*Required action A:*
In the article on the Madaouela uranium project, what annual production does the September feasibility study give?
*Required action B:*
Transcribe the uranium project article between "GOVIEX will this" and "royalties) are $29.94/t.", inclusive.

*Text for analysis:*
++++++++++
GOVIEX will this year know if efforts to develop the Madaouela uranium project in Niger have been worth the painstaking number of years. That’s because Daniel Major will be casting about for an estimated $350m in project funding. A feasibility study published in September put production at 2.67 million pounds a year and further trimmed preproduction capital to $343m. Promisingly, in the context of $40 to $50/lb uranium oxide spot prices, total operating costs net of byproducts (before royalties) are $29.94/t.

Madaouela is also one of the world’s largest uranium oxide deposits in the world’s fifth largest producer in a market that is clearly starting to incentivise production, so what’s not to love? According to Major, the market stacks up relatively simply: 190m lb is consumed annually against production of 122m lb. Inventories exist but utilities aren’t parting with them. Given this increasingly illiquid market, the deficit is expected to bite around 2025, which is when Madaouela is scheduled to commission. Sprott Capital, the Canadian fund, is clearly a uranium bull. It has some $3bn of the material in its Sprott Physical Uranium Trust and in October presided over a doubling in a GoviEx share placement that totalled C$10.5m.

GoviEx has another prospect in Mutanga, an open pittable heap leach asset in Zambia worth over two million pounds a year in production, and the Falea exploration site in Mali also containing 63m lb of copper, albeit at a slim 0.2% grade. But one question nags: GoviE’s shares lost 50% in 2022 - not the ideal backdrop ahead of a funding year. One other quibble is Niger’s sporadic Islamic insurgency. Major, who toasts the country’s ‘get the job done’ approach to mining, says this kind of political foment is far from Madaouela.

LIFE OF DANIEL

Major studied at Camborne School of Mines in Cornwall, once the capital of the UK’s mining industry. In his 30 years in mining, he’s worked at Rio Tinto’s Rössing uranium mine in Namibia and for Anglo American Platinum in South Africa. He then dipped out of the operational side of things and took up a role as a mining analyst with HSBC and then subsequently JP Morgan Chase. Since then, he’s held several roles in Russia, Canada and South America, and has been with GoviEx since 2012.
++++++++++
*Data supplied:*
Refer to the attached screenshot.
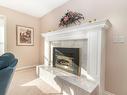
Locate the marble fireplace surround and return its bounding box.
[38,20,111,95]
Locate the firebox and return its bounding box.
[53,47,80,75]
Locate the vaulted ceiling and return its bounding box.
[0,0,69,17]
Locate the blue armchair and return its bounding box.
[0,53,18,95]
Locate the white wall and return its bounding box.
[0,17,5,55]
[0,6,40,68]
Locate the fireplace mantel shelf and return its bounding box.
[39,65,98,93]
[39,20,111,95]
[41,20,111,41]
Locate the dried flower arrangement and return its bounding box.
[59,10,84,27]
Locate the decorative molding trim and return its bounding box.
[103,91,115,95]
[16,65,37,71]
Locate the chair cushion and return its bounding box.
[0,53,15,69]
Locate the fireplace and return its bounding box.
[53,47,80,75]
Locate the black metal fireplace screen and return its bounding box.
[53,47,80,75]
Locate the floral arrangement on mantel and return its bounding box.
[59,10,84,27]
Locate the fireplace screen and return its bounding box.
[53,47,79,75]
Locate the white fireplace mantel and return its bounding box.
[42,20,111,95]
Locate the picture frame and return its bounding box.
[16,25,34,46]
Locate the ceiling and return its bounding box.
[0,0,69,17]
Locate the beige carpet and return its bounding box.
[7,69,61,95]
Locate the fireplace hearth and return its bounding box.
[53,47,80,75]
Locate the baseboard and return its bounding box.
[103,91,115,95]
[16,65,37,71]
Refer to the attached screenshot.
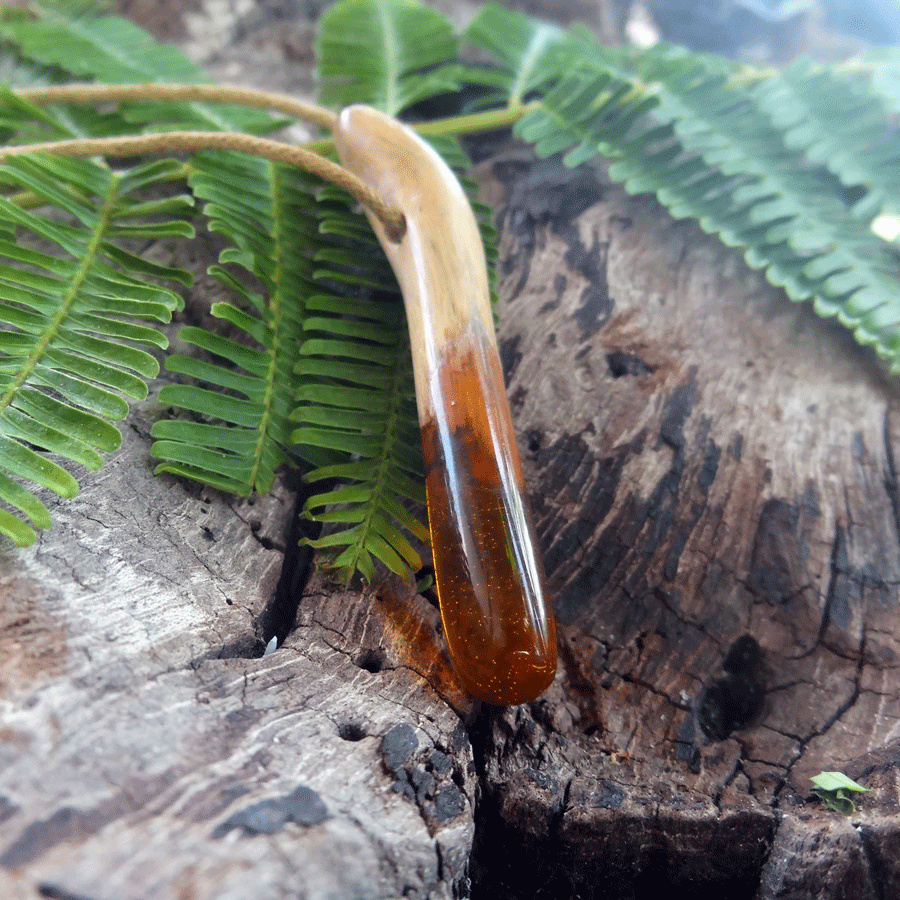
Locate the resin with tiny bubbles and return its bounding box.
[334,106,556,705]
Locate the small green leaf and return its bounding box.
[810,772,870,816]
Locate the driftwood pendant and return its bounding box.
[334,106,556,705]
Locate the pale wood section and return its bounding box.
[0,260,475,900]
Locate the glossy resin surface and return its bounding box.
[334,106,556,704]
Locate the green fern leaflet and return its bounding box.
[0,0,900,578]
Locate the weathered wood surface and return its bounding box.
[472,156,900,900]
[0,4,900,900]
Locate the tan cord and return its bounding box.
[16,84,337,130]
[0,131,406,241]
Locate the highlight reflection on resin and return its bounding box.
[334,106,556,704]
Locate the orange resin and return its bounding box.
[334,106,556,705]
[422,338,556,705]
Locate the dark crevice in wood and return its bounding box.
[254,472,322,656]
[883,409,900,543]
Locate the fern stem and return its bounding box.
[16,84,337,130]
[0,131,405,241]
[0,169,119,410]
[412,101,538,135]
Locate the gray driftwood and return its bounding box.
[0,3,900,900]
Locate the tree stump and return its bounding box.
[0,4,900,900]
[472,155,900,900]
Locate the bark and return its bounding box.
[0,3,900,900]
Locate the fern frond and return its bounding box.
[0,155,192,545]
[463,3,571,107]
[754,59,900,220]
[517,37,900,371]
[151,152,316,495]
[292,191,428,580]
[316,0,458,116]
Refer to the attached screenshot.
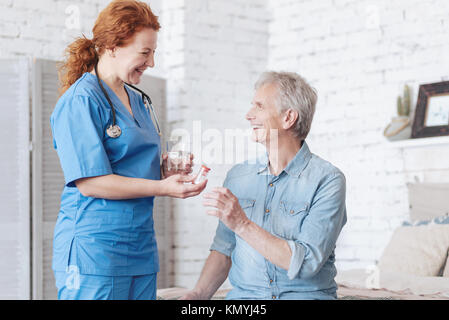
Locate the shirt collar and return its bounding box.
[257,141,312,178]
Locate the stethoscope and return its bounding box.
[95,65,162,139]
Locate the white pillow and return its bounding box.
[378,217,449,276]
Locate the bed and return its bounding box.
[335,183,449,300]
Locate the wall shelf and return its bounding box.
[389,136,449,149]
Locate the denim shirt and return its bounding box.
[210,142,346,300]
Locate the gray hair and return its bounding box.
[255,71,318,140]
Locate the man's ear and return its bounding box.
[282,109,299,130]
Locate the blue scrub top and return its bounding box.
[50,73,161,276]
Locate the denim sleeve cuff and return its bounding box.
[287,240,305,280]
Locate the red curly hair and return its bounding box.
[59,0,161,95]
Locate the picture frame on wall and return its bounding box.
[412,81,449,138]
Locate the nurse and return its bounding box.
[51,0,207,300]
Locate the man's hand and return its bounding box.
[203,188,251,234]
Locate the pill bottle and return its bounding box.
[194,164,210,184]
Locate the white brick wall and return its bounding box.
[268,0,449,269]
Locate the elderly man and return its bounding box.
[182,72,346,300]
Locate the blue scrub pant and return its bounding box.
[55,271,157,300]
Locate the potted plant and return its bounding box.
[384,85,412,141]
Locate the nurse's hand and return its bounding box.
[160,174,207,199]
[161,153,194,178]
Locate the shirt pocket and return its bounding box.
[272,201,310,240]
[239,199,256,219]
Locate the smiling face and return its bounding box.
[113,28,157,84]
[246,84,283,145]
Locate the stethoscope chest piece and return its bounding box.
[106,125,122,139]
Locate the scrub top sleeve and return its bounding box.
[51,96,113,187]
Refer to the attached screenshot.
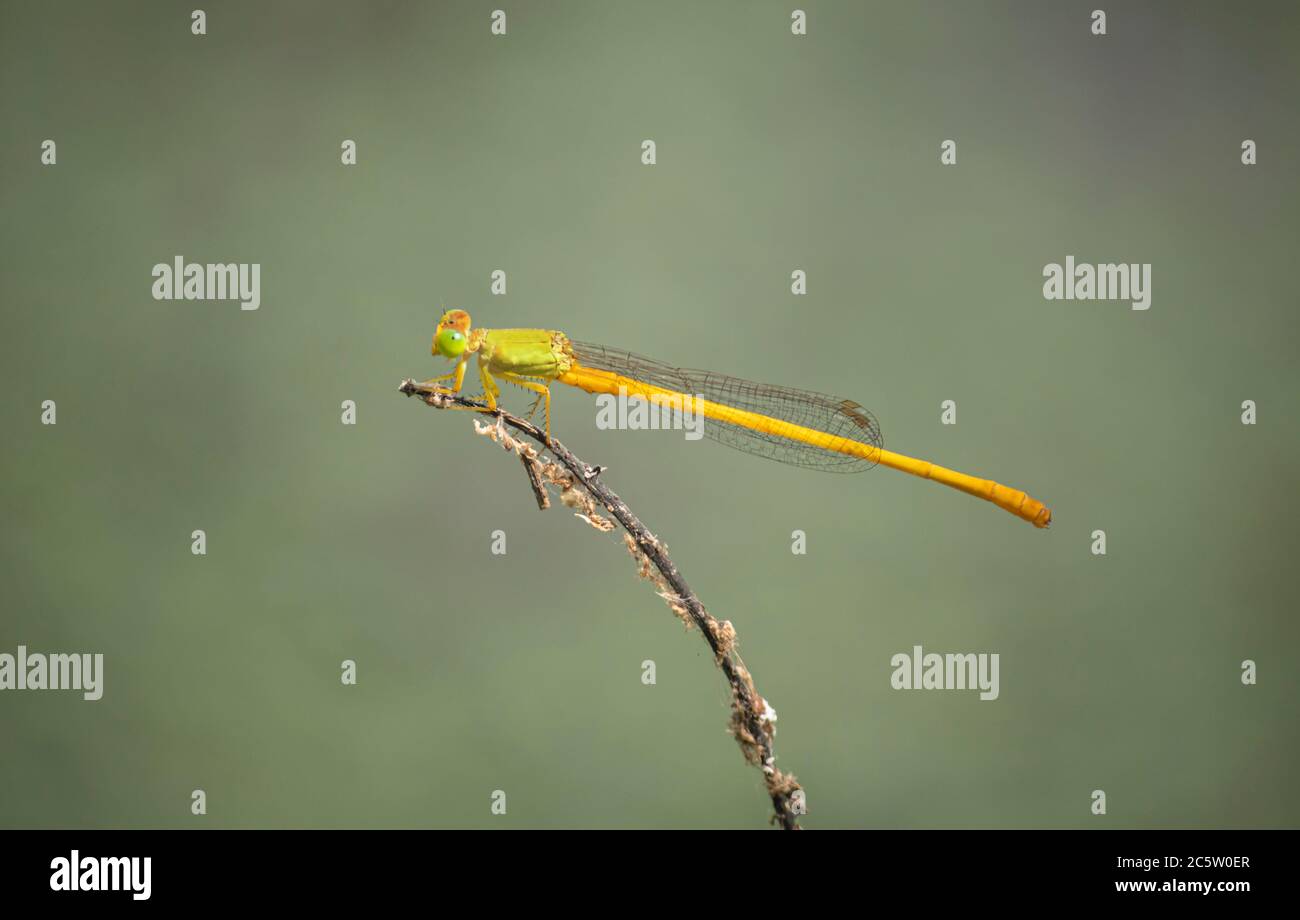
++++++++++
*Expected output A:*
2.67 million pounds a year

*Expected output B:*
GOVIEX will this year know if efforts to develop the Madaouela uranium project in Niger have been worth the painstaking number of years. That’s because Daniel Major will be casting about for an estimated $350m in project funding. A feasibility study published in September put production at 2.67 million pounds a year and further trimmed preproduction capital to $343m. Promisingly, in the context of $40 to $50/lb uranium oxide spot prices, total operating costs net of byproducts (before royalties) are $29.94/t.